Copy out, word for word, the lines from the line containing "of the ochre" through the line containing "x=263 y=231", including both of those lines.

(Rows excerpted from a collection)
* BEGIN *
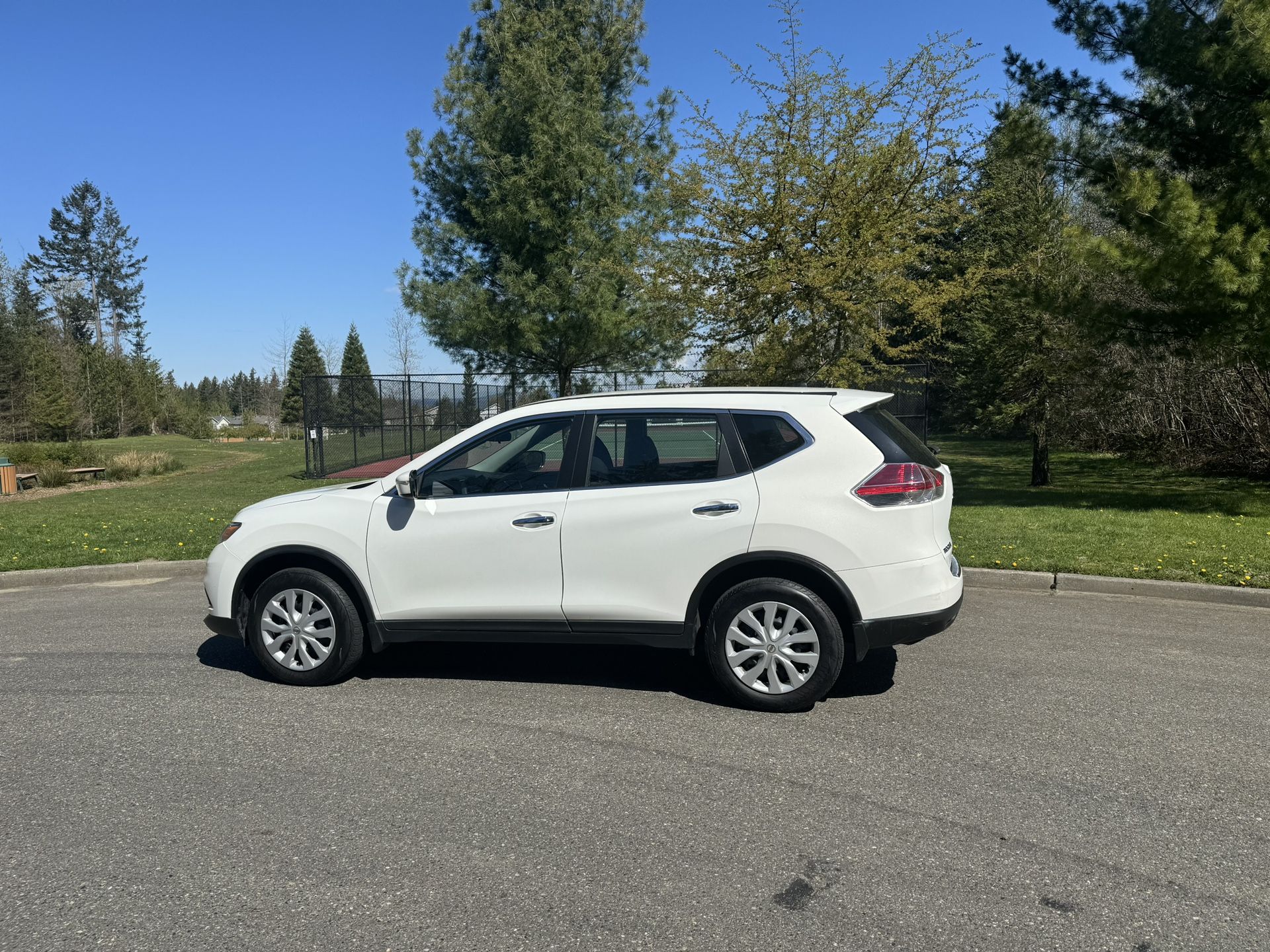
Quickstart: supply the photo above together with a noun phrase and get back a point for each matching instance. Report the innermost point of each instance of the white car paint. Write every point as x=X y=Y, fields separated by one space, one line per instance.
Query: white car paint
x=632 y=553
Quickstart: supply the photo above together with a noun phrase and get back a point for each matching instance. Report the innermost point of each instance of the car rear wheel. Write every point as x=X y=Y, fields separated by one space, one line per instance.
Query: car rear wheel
x=304 y=629
x=774 y=645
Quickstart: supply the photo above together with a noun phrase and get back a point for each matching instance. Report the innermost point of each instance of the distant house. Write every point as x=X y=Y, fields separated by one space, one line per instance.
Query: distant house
x=220 y=422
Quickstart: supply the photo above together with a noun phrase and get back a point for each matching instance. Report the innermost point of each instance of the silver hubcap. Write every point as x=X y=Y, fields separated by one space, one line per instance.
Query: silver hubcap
x=771 y=648
x=298 y=630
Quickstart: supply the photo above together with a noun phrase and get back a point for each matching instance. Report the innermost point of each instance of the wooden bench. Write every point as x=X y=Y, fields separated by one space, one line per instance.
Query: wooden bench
x=95 y=471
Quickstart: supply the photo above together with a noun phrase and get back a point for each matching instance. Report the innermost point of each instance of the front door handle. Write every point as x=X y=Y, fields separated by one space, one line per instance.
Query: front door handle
x=532 y=521
x=716 y=508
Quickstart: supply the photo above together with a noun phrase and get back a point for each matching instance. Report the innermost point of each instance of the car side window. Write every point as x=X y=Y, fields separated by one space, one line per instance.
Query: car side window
x=766 y=437
x=636 y=448
x=516 y=459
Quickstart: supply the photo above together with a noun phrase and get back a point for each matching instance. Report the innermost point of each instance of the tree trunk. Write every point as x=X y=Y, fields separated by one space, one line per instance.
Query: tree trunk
x=1040 y=451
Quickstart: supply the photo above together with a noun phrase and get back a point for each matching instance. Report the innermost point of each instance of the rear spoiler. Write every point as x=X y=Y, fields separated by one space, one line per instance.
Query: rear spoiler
x=847 y=401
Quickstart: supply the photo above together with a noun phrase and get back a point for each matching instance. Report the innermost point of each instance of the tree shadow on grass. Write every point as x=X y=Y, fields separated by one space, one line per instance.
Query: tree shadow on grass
x=997 y=473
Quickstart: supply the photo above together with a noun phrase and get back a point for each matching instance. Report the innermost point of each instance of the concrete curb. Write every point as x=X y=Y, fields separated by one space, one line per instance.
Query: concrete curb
x=999 y=579
x=1013 y=580
x=89 y=574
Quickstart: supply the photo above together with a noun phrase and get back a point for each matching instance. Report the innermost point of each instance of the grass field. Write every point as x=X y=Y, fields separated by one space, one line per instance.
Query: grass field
x=1103 y=517
x=179 y=516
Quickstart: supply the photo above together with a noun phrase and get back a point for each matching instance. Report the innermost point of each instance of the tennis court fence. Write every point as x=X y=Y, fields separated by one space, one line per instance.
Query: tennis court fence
x=366 y=427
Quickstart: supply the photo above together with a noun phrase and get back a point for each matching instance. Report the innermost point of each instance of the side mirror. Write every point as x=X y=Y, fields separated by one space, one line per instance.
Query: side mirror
x=404 y=485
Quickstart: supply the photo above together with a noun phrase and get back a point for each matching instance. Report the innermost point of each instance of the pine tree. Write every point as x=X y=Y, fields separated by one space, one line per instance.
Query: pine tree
x=1016 y=343
x=71 y=255
x=1177 y=163
x=306 y=362
x=544 y=196
x=359 y=400
x=469 y=411
x=121 y=274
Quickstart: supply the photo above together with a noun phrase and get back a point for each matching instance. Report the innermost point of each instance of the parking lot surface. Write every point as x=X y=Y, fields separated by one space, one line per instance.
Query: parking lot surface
x=1054 y=772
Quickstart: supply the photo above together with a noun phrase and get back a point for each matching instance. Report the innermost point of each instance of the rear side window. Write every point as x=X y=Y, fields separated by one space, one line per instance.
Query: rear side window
x=634 y=448
x=898 y=444
x=766 y=437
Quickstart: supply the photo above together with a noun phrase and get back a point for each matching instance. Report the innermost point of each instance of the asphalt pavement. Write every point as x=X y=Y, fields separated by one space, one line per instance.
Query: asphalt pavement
x=1056 y=772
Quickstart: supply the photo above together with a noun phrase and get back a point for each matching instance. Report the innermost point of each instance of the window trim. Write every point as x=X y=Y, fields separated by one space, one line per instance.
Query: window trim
x=727 y=466
x=568 y=463
x=808 y=440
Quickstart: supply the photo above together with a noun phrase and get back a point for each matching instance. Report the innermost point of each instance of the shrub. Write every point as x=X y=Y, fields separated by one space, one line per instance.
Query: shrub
x=131 y=465
x=69 y=455
x=50 y=474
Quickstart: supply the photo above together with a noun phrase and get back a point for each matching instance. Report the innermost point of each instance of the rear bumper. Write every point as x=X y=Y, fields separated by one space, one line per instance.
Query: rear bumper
x=907 y=629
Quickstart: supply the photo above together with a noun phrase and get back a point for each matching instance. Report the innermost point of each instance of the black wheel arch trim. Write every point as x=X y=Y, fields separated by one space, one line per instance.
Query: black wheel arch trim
x=853 y=625
x=360 y=594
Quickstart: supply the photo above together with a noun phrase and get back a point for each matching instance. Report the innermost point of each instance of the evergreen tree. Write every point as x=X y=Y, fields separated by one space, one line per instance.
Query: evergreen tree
x=544 y=196
x=446 y=416
x=121 y=274
x=359 y=399
x=820 y=238
x=1016 y=343
x=469 y=411
x=306 y=362
x=71 y=254
x=1177 y=163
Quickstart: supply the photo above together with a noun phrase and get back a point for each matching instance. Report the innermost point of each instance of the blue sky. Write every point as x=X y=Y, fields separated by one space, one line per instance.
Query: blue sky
x=257 y=149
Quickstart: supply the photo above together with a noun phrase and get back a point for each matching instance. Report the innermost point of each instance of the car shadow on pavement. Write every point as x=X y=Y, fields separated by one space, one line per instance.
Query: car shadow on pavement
x=624 y=666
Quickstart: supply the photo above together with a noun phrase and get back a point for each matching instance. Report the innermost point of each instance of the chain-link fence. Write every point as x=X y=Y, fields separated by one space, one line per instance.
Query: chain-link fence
x=366 y=427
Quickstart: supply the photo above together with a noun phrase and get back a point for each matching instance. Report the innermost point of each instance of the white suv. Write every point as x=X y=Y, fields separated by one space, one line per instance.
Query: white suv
x=775 y=531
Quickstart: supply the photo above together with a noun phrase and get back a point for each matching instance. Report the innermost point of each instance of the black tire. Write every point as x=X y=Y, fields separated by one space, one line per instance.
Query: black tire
x=828 y=631
x=346 y=644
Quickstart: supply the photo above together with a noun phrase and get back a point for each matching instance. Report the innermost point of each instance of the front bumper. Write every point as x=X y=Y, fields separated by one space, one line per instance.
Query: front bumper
x=906 y=630
x=222 y=571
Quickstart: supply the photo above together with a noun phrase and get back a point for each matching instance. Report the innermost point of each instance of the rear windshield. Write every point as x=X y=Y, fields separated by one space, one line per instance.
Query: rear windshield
x=898 y=444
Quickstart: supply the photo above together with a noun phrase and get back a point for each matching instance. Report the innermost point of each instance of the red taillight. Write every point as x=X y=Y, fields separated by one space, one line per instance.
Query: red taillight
x=901 y=484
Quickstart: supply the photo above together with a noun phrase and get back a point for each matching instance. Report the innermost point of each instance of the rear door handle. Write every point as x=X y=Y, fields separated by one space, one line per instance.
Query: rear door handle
x=716 y=508
x=532 y=521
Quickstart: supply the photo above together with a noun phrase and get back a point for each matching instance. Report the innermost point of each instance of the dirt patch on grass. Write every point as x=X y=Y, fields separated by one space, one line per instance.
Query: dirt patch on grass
x=31 y=495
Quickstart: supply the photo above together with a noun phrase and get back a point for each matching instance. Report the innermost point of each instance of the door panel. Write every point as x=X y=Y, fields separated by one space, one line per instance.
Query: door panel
x=636 y=553
x=482 y=542
x=465 y=556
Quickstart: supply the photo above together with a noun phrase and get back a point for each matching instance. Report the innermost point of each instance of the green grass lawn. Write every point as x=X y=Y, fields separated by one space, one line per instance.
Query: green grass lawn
x=1103 y=517
x=179 y=516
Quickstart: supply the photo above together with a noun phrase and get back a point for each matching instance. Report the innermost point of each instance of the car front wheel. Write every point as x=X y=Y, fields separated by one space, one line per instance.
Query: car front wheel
x=774 y=645
x=304 y=629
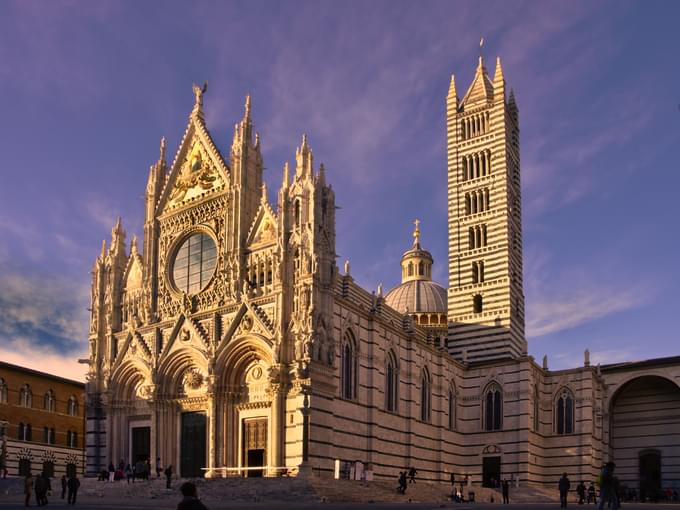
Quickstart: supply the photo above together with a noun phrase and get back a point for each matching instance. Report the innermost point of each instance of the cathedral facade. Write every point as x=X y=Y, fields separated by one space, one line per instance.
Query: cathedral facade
x=229 y=342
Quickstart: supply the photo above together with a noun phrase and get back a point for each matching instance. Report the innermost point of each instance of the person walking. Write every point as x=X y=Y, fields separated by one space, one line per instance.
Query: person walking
x=28 y=488
x=168 y=477
x=564 y=486
x=581 y=491
x=73 y=486
x=608 y=487
x=412 y=475
x=190 y=499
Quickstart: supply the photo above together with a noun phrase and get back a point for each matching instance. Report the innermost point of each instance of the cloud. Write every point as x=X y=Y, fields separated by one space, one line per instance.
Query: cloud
x=43 y=313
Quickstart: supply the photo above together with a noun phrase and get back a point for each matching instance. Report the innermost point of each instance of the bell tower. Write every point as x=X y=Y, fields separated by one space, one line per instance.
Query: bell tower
x=485 y=294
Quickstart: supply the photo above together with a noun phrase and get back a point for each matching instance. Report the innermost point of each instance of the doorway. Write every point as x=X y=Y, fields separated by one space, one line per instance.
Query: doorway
x=491 y=471
x=255 y=445
x=650 y=474
x=141 y=444
x=192 y=456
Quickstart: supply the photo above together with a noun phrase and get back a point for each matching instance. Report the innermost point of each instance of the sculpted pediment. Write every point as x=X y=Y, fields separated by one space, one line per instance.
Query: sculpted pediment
x=198 y=170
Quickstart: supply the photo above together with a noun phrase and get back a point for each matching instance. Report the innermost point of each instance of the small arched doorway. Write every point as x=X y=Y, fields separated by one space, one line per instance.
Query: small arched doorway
x=644 y=419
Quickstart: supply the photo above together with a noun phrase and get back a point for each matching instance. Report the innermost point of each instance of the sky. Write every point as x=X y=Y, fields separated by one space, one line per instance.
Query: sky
x=88 y=88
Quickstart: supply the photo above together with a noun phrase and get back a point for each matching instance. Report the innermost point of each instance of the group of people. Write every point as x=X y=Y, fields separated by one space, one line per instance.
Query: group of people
x=609 y=490
x=406 y=477
x=42 y=486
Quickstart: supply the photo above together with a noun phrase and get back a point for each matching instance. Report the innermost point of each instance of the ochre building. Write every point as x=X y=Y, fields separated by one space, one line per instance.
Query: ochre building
x=228 y=339
x=42 y=422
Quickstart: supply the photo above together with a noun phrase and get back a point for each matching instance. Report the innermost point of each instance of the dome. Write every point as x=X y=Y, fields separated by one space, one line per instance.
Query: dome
x=417 y=296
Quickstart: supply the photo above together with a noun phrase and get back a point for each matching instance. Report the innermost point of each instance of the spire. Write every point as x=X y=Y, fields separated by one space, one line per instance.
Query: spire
x=285 y=175
x=452 y=88
x=499 y=80
x=303 y=159
x=416 y=234
x=198 y=99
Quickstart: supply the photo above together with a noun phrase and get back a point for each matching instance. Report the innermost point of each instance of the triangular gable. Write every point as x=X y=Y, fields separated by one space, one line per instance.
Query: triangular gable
x=481 y=88
x=198 y=169
x=133 y=276
x=186 y=332
x=263 y=231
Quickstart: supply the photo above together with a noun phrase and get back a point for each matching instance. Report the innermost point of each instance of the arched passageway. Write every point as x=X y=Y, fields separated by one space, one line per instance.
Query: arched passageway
x=645 y=434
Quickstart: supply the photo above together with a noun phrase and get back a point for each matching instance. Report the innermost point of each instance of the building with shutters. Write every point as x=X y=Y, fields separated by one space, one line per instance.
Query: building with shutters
x=228 y=341
x=42 y=422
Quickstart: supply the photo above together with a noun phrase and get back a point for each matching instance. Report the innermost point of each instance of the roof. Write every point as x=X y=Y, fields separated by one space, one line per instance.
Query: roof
x=417 y=296
x=10 y=366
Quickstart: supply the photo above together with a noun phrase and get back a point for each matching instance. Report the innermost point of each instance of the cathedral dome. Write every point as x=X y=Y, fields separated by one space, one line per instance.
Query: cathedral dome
x=417 y=296
x=417 y=293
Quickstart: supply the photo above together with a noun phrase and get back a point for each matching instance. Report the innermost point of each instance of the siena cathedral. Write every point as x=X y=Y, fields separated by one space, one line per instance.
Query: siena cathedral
x=228 y=340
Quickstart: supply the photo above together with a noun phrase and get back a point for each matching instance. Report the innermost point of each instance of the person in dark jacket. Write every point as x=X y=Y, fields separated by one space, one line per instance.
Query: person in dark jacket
x=564 y=486
x=168 y=476
x=190 y=500
x=73 y=486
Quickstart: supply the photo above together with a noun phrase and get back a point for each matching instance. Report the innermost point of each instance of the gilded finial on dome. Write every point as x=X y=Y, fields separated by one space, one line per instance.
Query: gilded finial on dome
x=416 y=233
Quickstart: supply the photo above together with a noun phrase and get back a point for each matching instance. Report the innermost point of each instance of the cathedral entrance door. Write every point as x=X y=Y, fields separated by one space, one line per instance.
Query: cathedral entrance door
x=141 y=444
x=255 y=445
x=192 y=452
x=491 y=471
x=650 y=474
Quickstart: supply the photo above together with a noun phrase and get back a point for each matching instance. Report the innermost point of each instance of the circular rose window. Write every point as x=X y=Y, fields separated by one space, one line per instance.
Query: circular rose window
x=194 y=263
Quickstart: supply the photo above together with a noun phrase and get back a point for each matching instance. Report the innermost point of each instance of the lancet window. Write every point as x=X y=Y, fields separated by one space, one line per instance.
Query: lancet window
x=425 y=396
x=348 y=376
x=564 y=412
x=493 y=408
x=391 y=383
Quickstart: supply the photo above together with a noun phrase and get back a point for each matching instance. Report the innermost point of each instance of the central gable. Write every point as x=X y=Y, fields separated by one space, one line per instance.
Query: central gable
x=198 y=170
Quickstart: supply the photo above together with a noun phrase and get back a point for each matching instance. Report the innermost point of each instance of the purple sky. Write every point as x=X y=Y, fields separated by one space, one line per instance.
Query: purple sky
x=88 y=88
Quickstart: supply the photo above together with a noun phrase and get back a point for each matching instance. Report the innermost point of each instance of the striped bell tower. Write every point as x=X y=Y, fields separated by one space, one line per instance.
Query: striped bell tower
x=485 y=296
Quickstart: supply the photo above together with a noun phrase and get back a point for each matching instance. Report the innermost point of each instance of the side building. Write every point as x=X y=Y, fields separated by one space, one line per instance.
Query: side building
x=42 y=417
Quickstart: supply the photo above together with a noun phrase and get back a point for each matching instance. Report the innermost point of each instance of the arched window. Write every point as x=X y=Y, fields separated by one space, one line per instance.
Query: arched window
x=72 y=406
x=493 y=408
x=564 y=412
x=391 y=383
x=425 y=396
x=26 y=396
x=537 y=410
x=49 y=402
x=452 y=407
x=349 y=367
x=477 y=303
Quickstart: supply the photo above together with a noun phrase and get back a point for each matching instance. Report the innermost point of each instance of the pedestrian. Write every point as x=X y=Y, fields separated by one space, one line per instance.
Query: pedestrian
x=592 y=494
x=402 y=482
x=28 y=488
x=168 y=476
x=608 y=487
x=506 y=491
x=564 y=486
x=73 y=486
x=412 y=475
x=581 y=491
x=190 y=499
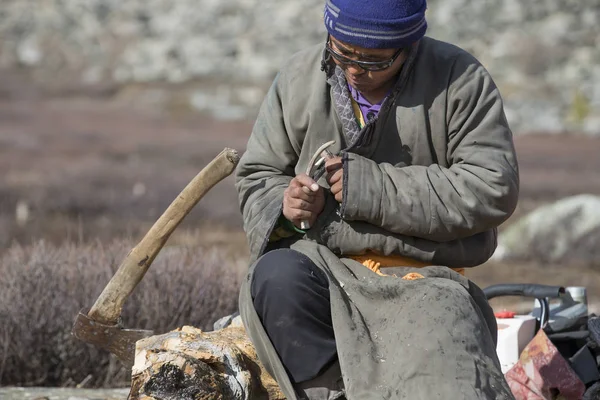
* END *
Solution to this task =
Quickstart: supply the photo above together with a noun phrase and get back a point for each matching instance. Report the innermost point of each instance of the ochre building. Write every point as x=X y=Y, fields separated by one space, one line per instance.
Query: ochre building
x=228 y=339
x=42 y=422
Quickstart: supply the photo above together with a noun phrase and get back a point for each matching instance. Report the innermost point of each instance of the dome. Write every point as x=X y=Y, fields separated by one space, one line per instance.
Query: dome
x=417 y=296
Quickstart: supply the photo above together with a noun phrase and get back a point for each matching instance. Report the innermost point of each instance of the spire. Write every point as x=X y=Y, fields separated by one space, one line per instance.
Query: spire
x=285 y=175
x=452 y=88
x=499 y=80
x=303 y=159
x=416 y=234
x=198 y=99
Quickstart: supply the photo above together with a noun phrase and get back a point for each matching instance. Report the innermost point of each instance of the triangular gable. Write every point as x=X y=Y, fields separated by one space, one line per instance.
Query: triangular gable
x=481 y=88
x=198 y=169
x=133 y=276
x=186 y=332
x=263 y=231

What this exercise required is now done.